Present everything from the line containing "Expected: one point per instance of the rocky mountain" down to the end of the data as a Markdown table with the columns Row and Line, numbering each line and leaving out blank lines.

■ Object position labeling data ■
▶
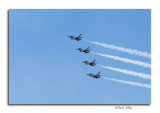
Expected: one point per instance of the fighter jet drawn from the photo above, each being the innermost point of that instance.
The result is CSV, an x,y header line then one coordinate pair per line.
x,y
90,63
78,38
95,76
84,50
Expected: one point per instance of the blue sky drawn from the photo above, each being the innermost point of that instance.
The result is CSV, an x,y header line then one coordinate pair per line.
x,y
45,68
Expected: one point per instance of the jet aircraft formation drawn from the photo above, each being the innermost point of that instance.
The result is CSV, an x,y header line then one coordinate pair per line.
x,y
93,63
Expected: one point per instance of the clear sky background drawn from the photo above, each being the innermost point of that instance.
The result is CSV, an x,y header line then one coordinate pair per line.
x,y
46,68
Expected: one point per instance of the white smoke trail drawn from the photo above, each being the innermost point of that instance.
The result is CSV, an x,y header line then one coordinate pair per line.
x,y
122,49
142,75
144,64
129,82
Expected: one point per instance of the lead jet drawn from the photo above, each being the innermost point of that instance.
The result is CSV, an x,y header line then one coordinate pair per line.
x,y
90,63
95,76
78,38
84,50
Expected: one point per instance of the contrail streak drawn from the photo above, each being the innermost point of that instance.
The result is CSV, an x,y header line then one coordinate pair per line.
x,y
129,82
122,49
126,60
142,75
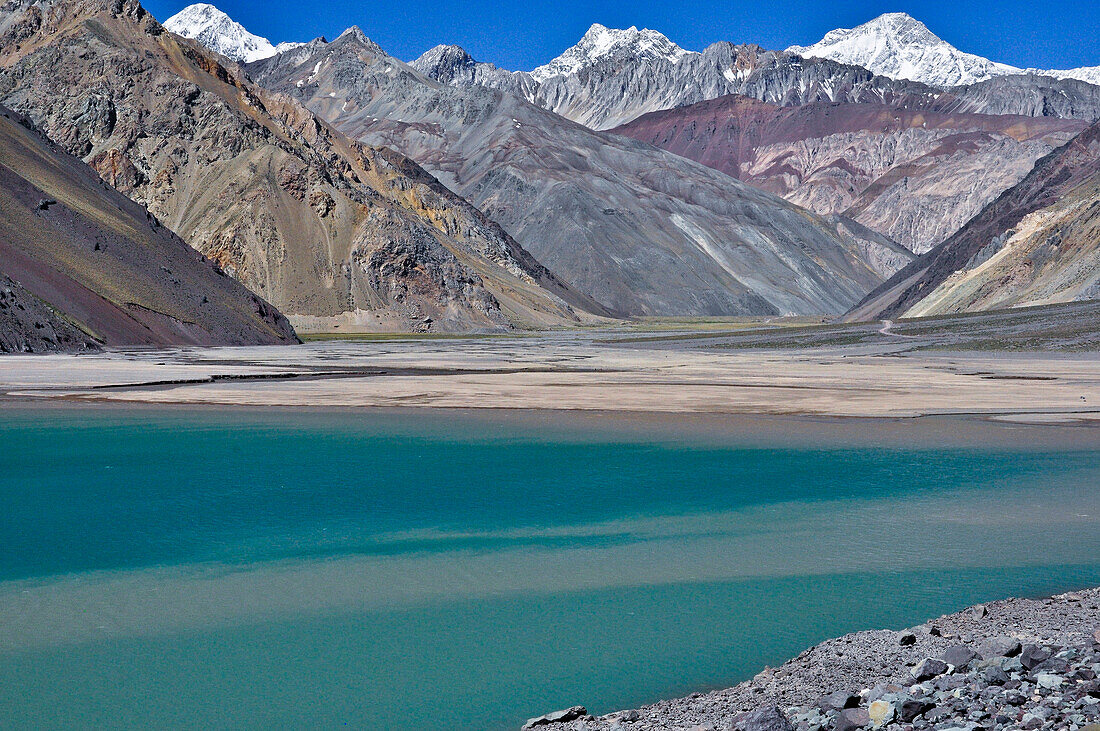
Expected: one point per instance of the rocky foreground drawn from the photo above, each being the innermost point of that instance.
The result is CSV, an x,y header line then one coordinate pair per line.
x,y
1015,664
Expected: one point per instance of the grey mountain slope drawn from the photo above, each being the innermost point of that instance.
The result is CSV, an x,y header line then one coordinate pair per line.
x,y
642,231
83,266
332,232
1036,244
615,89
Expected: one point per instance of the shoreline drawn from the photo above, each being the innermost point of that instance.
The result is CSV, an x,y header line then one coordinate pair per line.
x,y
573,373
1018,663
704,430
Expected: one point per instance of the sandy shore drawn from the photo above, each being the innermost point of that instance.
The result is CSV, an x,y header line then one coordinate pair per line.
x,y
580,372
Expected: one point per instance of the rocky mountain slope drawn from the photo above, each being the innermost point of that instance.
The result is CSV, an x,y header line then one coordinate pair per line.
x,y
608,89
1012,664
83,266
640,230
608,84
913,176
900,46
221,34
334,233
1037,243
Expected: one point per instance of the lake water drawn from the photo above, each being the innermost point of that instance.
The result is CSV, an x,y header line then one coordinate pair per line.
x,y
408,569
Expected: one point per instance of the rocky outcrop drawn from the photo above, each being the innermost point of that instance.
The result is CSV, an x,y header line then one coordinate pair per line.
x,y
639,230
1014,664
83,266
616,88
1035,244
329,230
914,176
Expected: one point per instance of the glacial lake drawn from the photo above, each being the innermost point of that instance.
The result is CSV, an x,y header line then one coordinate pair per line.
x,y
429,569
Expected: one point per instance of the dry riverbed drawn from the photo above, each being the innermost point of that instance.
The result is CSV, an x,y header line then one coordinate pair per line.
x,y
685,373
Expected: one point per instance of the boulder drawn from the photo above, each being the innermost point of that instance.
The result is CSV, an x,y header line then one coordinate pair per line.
◀
■ EXERCISE RESPONSE ■
| Row | Line |
|---|---|
| 1 | Expected: one point per instance of the rocky mountain slope drawn from the photo above, each being the innermost point of that instance. |
| 2 | The result is CSV, an x,y header line then one coordinate pair per line. |
| 3 | x,y |
| 4 | 608,89 |
| 5 | 1012,664 |
| 6 | 83,266 |
| 7 | 640,230 |
| 8 | 608,84 |
| 9 | 913,176 |
| 10 | 900,46 |
| 11 | 221,34 |
| 12 | 334,233 |
| 13 | 1037,243 |
| 14 | Expected: one point per instance of the lake water drawn from the photo above, each being the innermost point of that instance. |
| 15 | The result is CSV, an x,y header line then one coordinate pair per line. |
| 16 | x,y |
| 17 | 408,569 |
| 18 | Expected: one point per instance of the rocky outcrop drawn from the photo above, each being the innermost point of that instance. |
| 19 | The result is CSV, an x,y header line then one coordinate pair per line. |
| 20 | x,y |
| 21 | 639,230 |
| 22 | 1014,664 |
| 23 | 83,266 |
| 24 | 616,88 |
| 25 | 1035,244 |
| 26 | 329,230 |
| 27 | 914,176 |
| 28 | Expected: one point per instance of the glacial lake drawn from the photo above, each being the innermost point of that instance. |
| 29 | The result is CSV, an x,y header line then one coordinate pair per line. |
| 30 | x,y |
| 31 | 429,569 |
| 32 | Expected: one point per instance of the dry riverbed drawn from the photo above, each being the innermost point of that instance. |
| 33 | The result is CSV, an x,y header line then one coordinate pair per line. |
| 34 | x,y |
| 35 | 685,373 |
| 36 | Expected: one point per instance of the boulder drawn from the photo above, each being the innermost point of that instance. |
| 37 | The result is CSV, an x,y header line then one coordinate pair per line. |